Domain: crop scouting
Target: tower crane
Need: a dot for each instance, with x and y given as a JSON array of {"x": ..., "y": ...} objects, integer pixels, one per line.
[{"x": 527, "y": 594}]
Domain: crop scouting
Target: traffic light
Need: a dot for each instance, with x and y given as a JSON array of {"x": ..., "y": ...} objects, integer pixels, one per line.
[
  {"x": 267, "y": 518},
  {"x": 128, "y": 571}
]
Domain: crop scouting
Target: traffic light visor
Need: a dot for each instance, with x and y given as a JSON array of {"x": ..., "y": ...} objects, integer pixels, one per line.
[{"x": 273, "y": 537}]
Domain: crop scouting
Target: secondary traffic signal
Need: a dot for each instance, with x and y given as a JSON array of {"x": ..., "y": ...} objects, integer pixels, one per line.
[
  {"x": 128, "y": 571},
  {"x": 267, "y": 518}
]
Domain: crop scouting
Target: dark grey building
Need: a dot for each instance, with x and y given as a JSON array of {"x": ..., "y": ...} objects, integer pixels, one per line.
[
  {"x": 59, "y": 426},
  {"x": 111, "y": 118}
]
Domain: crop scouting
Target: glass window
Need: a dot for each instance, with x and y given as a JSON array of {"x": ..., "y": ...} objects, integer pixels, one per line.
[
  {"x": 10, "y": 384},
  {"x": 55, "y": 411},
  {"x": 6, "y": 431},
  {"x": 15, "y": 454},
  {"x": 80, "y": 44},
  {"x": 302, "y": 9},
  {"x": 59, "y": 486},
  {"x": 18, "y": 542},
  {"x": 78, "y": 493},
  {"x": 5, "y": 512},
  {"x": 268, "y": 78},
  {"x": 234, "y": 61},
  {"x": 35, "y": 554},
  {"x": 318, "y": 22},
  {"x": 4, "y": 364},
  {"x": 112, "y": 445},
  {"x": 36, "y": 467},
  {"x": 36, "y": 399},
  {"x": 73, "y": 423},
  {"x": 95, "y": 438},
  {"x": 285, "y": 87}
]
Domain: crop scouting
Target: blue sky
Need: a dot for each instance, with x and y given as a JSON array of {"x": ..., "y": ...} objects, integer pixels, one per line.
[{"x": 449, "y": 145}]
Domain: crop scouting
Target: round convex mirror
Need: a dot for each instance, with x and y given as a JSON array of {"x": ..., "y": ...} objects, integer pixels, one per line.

# # # # #

Copy every record exactly, with nothing added or dropped.

(EXERCISE RESPONSE)
Domain: crop scouting
Target: tower crane
Need: a dot for each instance, with x and y given as a JSON array of {"x": ..., "y": ...} objects, integer pixels, one per line.
[{"x": 527, "y": 594}]
Domain: crop scouting
Target: traffic light
Need: a dot for each instance, with x and y given as a JSON array of {"x": ..., "y": ...} objects, integer pixels, one per line.
[
  {"x": 267, "y": 518},
  {"x": 128, "y": 571}
]
Domain: crop scouting
Target: traffic light visor
Need: a dot for each instance, with x and y given as a JSON array of {"x": ..., "y": ...} objects, integer pixels, one per line.
[{"x": 273, "y": 537}]
Domain: crop scouting
Target: secondary traffic signal
Need: a dot for each instance, with x and y given as a JSON array of {"x": ..., "y": ...} objects, integer pixels, one per line.
[
  {"x": 128, "y": 571},
  {"x": 267, "y": 518}
]
Domain: crop scouting
Target: dark grey building
Need: a dot for each instance, with x and y given as a JSON array of {"x": ..., "y": ...} objects, integer pixels, one per line.
[
  {"x": 59, "y": 426},
  {"x": 111, "y": 118}
]
Domain: crop scouting
Target: glass window
Need: a dot for each instance, with x and y given as a JSON array of {"x": ..., "y": ...} objects, integer pixels, one per line.
[
  {"x": 10, "y": 384},
  {"x": 55, "y": 411},
  {"x": 6, "y": 431},
  {"x": 15, "y": 454},
  {"x": 80, "y": 44},
  {"x": 302, "y": 9},
  {"x": 59, "y": 486},
  {"x": 18, "y": 542},
  {"x": 78, "y": 493},
  {"x": 5, "y": 512},
  {"x": 268, "y": 78},
  {"x": 234, "y": 61},
  {"x": 35, "y": 554},
  {"x": 318, "y": 22},
  {"x": 4, "y": 364},
  {"x": 112, "y": 445},
  {"x": 36, "y": 467},
  {"x": 36, "y": 399},
  {"x": 73, "y": 423},
  {"x": 95, "y": 438},
  {"x": 285, "y": 87}
]
Domain: crop scouting
Target: blue sky
Need: a dot for each instance, with x and y given as a JSON array of {"x": ..., "y": ...} objects, integer pixels, one per line.
[{"x": 449, "y": 145}]
Domain: crop scouting
Target: round convex mirror
Need: a dot for each instance, with x and y given as a JSON array of {"x": ..., "y": ...} objects, integer pixels, one per line.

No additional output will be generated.